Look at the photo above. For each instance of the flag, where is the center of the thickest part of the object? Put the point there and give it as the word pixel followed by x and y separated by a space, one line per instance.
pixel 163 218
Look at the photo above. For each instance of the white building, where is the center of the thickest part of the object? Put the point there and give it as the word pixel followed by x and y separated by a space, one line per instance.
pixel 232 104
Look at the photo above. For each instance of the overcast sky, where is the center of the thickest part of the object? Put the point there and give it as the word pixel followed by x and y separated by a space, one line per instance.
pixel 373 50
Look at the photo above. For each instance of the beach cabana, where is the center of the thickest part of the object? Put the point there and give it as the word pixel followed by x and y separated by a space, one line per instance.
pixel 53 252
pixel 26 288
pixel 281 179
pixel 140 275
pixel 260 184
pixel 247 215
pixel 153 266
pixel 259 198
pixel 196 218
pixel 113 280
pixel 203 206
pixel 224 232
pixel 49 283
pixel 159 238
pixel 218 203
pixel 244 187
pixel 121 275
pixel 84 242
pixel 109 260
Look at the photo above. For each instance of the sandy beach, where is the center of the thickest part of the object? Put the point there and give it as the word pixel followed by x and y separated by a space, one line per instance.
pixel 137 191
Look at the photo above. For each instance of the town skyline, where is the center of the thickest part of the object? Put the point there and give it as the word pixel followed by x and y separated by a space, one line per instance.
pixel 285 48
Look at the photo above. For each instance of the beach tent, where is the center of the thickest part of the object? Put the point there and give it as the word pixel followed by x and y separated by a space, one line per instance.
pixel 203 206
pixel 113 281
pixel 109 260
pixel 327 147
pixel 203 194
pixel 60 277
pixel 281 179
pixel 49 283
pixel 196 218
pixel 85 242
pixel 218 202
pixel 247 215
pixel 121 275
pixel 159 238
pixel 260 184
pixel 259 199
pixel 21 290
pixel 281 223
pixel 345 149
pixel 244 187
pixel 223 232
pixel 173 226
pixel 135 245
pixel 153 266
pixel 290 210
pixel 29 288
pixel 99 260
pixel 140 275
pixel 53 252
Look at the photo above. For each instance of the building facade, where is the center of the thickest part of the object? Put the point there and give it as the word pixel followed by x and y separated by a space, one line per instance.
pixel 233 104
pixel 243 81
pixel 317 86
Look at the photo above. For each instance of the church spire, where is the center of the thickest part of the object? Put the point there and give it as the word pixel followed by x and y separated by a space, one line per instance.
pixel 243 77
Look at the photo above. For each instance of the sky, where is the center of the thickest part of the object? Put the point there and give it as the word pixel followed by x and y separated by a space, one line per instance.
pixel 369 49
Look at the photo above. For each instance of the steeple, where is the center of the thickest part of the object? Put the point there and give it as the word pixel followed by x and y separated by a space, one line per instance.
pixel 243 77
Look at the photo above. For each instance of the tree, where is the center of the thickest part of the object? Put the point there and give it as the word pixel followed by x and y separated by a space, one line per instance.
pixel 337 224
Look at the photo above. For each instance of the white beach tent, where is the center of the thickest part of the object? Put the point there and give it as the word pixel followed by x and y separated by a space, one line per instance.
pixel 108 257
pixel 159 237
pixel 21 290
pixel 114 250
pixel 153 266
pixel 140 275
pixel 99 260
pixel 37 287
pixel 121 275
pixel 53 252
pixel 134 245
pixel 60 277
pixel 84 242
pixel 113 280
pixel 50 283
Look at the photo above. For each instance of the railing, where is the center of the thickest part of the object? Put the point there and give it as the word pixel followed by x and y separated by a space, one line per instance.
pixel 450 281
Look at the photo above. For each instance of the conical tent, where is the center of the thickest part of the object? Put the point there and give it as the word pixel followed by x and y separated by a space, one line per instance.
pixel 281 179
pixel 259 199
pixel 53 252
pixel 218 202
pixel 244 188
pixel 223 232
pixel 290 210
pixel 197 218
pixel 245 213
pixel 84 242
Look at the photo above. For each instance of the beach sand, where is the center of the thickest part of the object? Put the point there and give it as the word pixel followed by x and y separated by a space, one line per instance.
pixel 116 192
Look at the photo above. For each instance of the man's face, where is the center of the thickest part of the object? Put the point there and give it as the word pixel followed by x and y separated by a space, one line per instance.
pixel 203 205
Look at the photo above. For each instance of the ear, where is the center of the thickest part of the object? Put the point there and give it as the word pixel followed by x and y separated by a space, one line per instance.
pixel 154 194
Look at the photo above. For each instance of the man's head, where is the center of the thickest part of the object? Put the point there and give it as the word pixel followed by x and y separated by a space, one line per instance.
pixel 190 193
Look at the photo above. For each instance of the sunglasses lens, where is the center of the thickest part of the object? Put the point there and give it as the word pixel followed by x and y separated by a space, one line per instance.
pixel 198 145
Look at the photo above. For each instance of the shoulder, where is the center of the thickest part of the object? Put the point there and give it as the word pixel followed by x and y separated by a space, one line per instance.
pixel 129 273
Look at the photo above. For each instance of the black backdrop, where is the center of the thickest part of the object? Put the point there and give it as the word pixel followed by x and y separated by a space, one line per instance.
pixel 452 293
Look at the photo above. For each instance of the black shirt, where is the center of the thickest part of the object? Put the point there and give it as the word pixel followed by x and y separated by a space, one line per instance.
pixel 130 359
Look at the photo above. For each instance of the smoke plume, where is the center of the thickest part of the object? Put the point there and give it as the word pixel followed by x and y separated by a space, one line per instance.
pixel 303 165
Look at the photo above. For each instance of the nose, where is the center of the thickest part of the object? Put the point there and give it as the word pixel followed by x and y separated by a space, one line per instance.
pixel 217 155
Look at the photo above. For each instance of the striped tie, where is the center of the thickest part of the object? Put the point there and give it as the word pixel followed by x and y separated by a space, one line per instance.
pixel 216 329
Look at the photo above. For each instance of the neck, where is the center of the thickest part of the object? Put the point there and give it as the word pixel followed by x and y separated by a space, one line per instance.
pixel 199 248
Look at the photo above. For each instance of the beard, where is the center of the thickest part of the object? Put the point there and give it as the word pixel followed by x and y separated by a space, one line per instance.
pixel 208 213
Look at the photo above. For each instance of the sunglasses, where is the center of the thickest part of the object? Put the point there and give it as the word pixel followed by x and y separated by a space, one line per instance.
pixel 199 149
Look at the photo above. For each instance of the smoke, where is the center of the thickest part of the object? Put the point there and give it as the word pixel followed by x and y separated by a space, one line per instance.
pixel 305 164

Task item
All of the material above is to be repeated exactly.

Solution
Look at the photo above. For each instance of the flag, where is the center of the thickest part of the object? Put the point there and give it as the word pixel followed by x and y separated by a space, one line per instance.
pixel 163 218
Look at the photo above. For each instance of the white building, where is the center of the thickest part of the object? Put the point there and give it as the word pixel followed by x and y separated by a space, one line per instance.
pixel 232 104
Look at the photo above. For each instance of the overcast sky, where is the center of the thickest part of the object? Put the point there and give it as the word pixel followed by x and y separated by a space, one line per instance.
pixel 373 50
Look at the photo above. For each instance of the beach cabana, where is the center of the thickest part of the object? Put the point there and give it as the word pixel followed by x and y separated by a space, one line per instance.
pixel 53 252
pixel 26 288
pixel 281 179
pixel 140 275
pixel 260 184
pixel 247 215
pixel 153 266
pixel 259 198
pixel 196 218
pixel 113 280
pixel 203 206
pixel 224 232
pixel 49 283
pixel 159 238
pixel 218 203
pixel 244 187
pixel 121 275
pixel 84 242
pixel 109 260
Look at the photo above. For each instance of the sandy beach, where is the center of the thickest part of the object? Put the point there and give it as the word pixel followed by x and y separated by a space, one line per instance.
pixel 137 191
Look at the photo above. For each instance of the town skyline, where is the center of the thickest part of the object? Put the point there and give it as the word pixel followed by x and y separated by a space, one line per instance.
pixel 285 48
Look at the photo above. For each instance of the beach tent, where is the center of the thickest part of the object? Put the point there and give it as the word pixel followed by x and y separated by a space, one line per instance.
pixel 203 206
pixel 113 281
pixel 109 260
pixel 327 147
pixel 203 194
pixel 60 277
pixel 281 179
pixel 49 283
pixel 196 218
pixel 85 242
pixel 218 202
pixel 247 215
pixel 121 275
pixel 159 238
pixel 260 184
pixel 259 199
pixel 21 290
pixel 281 223
pixel 345 149
pixel 244 187
pixel 223 232
pixel 173 226
pixel 135 245
pixel 153 266
pixel 290 210
pixel 29 288
pixel 99 260
pixel 140 275
pixel 53 252
Look at the photo above. For each instance of the building facade, where is the center of the thickest part of the object? Put the point there and give it as the word pixel followed by x and y separated by a space, one line per instance.
pixel 233 104
pixel 243 81
pixel 317 86
Look at the photo above. For each instance of the church spire, where is the center of the thickest part of the object? Put the point there and give it as the word pixel followed by x and y separated by a space, one line per instance.
pixel 243 77
Look at the photo above. For each instance of the sky, where is the center of the thickest part of the object? Put the point there and give it as the word pixel followed by x and y separated by a space, one line per instance.
pixel 369 49
Look at the photo above. For each instance of the steeple, where is the center of the thickest part of the object? Put the point there and give it as the word pixel followed by x and y separated by a space, one line per instance.
pixel 243 77
Look at the photo above. For each instance of the tree, where is the center of the thickest part of the object? Put the point there and give it as the word pixel followed by x and y separated by a space, one line per instance.
pixel 337 224
Look at the photo above. For each instance of the white beach tent, where is the center of the thickest part of the object? Put the point there and give it as the word pixel followed by x and y separated by a space, one line per instance.
pixel 108 257
pixel 159 237
pixel 21 290
pixel 114 250
pixel 153 266
pixel 140 275
pixel 99 260
pixel 37 287
pixel 121 275
pixel 53 252
pixel 134 245
pixel 60 277
pixel 84 242
pixel 113 280
pixel 50 283
Look at the photo above. For each instance of the railing, where is the center of the thickest part of the object? Put the point there and give it as the word pixel followed by x and y separated by a space, one line per instance.
pixel 450 281
Look at the photo above. For each instance of the conical tent, where is the center of the thickest part of the object? Put the point there and give it as the word pixel followed by x and y separated by a space, one line per instance.
pixel 281 179
pixel 259 199
pixel 53 252
pixel 218 202
pixel 244 188
pixel 223 232
pixel 290 210
pixel 197 218
pixel 245 213
pixel 84 242
Look at the photo above. For each instance of the beach sand, where is the center of the thickest part of the object? Put the point there and give it as the word pixel followed by x and y separated by a space, one line per instance.
pixel 116 192
Look at the photo above. For each instance of the man's face, where is the center of the thickest part of the object? Put the point there and give it as the word pixel followed by x and y separated by a space, one line per instance.
pixel 203 205
Look at the photo above. For each instance of the ear, where is the center of the thickest part of the object? Put the point there and give it as the word pixel followed by x and y separated by a space, one line per instance.
pixel 154 194
Look at the photo above. For each instance of the man's head, where is the center of the thickest part of the object? Put the point there and give it as the word pixel followed by x and y separated by a space, one line per instance.
pixel 190 193
Look at the photo above. For each instance of the sunglasses lens, where is the center of the thickest part of the object? Put the point there and give it as the word pixel followed by x and y separated by a space, one line per instance.
pixel 198 145
Look at the photo above. For each instance of the shoulder, where is the center of the thickest part of the object? Put the point there and give it as the word pixel followed by x and y separated by a space, one line per instance.
pixel 129 273
Look at the photo above. For each instance of the black backdrop, where is the center of the thickest part of the object? Put the point there and give it as the word pixel followed by x and y separated by a space, one line per instance.
pixel 452 293
Look at the photo above. For each instance of the black shirt, where is the center of the thickest part of the object? Put the point there and give it as the word pixel followed by x and y separated by a space, one line per instance.
pixel 130 359
Look at the photo above. For each instance of the smoke plume, where is the center of the thickest part of the object? Put the point there and give it as the word pixel followed by x and y separated by a space, one line per instance.
pixel 303 165
Look at the photo above. For each instance of the nose, where is the center of the thickest part of the object? Put the point there and give it as the word pixel followed by x and y separated by a space, one line per instance.
pixel 217 155
Look at the photo above. For each instance of the striped tie, where is the center of the thickest part of the object? Put the point there and give it as the word pixel followed by x and y separated by a space, one line per instance.
pixel 216 329
Look at the photo above. For each instance of the neck, where is the center of the thickest part of the object? Put the point there and give it as the word pixel followed by x and y separated by a space, one line per instance.
pixel 199 248
Look at the photo above. For each instance of the beard, where is the center of the thickest part of the object? Put the point there and give it as the word pixel followed by x and y separated by a space, one line per instance.
pixel 208 213
Look at the photo above. For each instance of the sunglasses, where is the center of the thickest part of the object? Put the point there and give it as the word pixel followed by x and y separated by a space, one line per instance.
pixel 199 149
Look at the photo above. For each instance of the smoke, where is the center of the thickest part of the object? Put the point there and give it as the word pixel followed by x and y separated by a space, one line per instance.
pixel 305 164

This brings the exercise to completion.